REQUIRED WORK:
Copy each entry as it stands, leaving nothing out.

INPUT FOR THIS TASK section start

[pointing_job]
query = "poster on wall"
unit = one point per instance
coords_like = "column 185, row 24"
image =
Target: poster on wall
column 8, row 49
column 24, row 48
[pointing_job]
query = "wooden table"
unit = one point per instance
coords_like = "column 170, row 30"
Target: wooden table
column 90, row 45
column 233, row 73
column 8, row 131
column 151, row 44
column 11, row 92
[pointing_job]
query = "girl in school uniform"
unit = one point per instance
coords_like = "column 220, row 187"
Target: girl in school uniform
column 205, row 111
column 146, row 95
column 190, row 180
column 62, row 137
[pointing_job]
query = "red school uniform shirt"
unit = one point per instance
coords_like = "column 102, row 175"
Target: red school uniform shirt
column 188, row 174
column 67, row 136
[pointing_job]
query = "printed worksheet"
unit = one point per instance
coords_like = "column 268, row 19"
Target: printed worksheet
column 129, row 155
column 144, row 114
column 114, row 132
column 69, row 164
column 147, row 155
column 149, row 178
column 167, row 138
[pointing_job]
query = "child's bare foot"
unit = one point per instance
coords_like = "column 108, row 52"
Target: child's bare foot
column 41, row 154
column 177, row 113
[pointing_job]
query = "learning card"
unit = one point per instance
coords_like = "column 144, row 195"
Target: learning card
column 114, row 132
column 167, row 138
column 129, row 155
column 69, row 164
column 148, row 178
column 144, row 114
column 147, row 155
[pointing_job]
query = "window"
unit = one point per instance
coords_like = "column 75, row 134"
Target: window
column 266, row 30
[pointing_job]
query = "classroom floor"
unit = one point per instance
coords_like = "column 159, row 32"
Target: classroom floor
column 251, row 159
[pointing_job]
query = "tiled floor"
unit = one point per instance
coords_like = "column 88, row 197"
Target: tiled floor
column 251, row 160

INPUT FOR THIS TASK section end

SOLUTION TO THE EXERCISE:
[pointing_job]
query = "poster on wall"
unit = one point per instance
coords_like = "column 185, row 24"
image =
Target: poster on wall
column 8, row 49
column 24, row 48
[pointing_job]
query = "wooden table"
unit = one point per instance
coords_like = "column 170, row 30"
Target: wooden table
column 90, row 45
column 233, row 73
column 8, row 131
column 151, row 44
column 11, row 92
[pointing_job]
query = "girl in school uniform"
unit = one point per instance
coords_like = "column 220, row 187"
Target: girl in school uniform
column 205, row 111
column 146, row 95
column 190, row 180
column 62, row 137
[pointing_job]
query = "red school uniform shirt"
unit = one point per instance
coords_like = "column 102, row 175"
Target: red school uniform shirt
column 188, row 174
column 67, row 136
[pointing_job]
query = "printed worksheet"
unit = one point per instance
coords_like = "column 268, row 19"
Target: printed worksheet
column 129, row 155
column 144, row 114
column 114, row 132
column 69, row 164
column 147, row 155
column 149, row 178
column 167, row 138
[pointing_job]
query = "child's bare foot"
unit = one point per instance
coords_like = "column 108, row 52"
Target: child's bare foot
column 41, row 154
column 177, row 113
[pointing_job]
query = "learning card"
unit = one point per instance
coords_like = "column 144, row 195"
Target: learning card
column 114, row 132
column 167, row 138
column 129, row 155
column 69, row 164
column 148, row 178
column 144, row 114
column 147, row 155
[pointing_job]
query = "window"
unit = one point per instance
coords_like = "column 75, row 134"
Target: window
column 266, row 30
[pointing_job]
query = "classroom floor"
unit = one point per instance
coords_like = "column 159, row 32"
Target: classroom floor
column 251, row 159
[pointing_job]
query = "tiled floor"
unit = one point per instance
coords_like = "column 88, row 197"
Target: tiled floor
column 251, row 160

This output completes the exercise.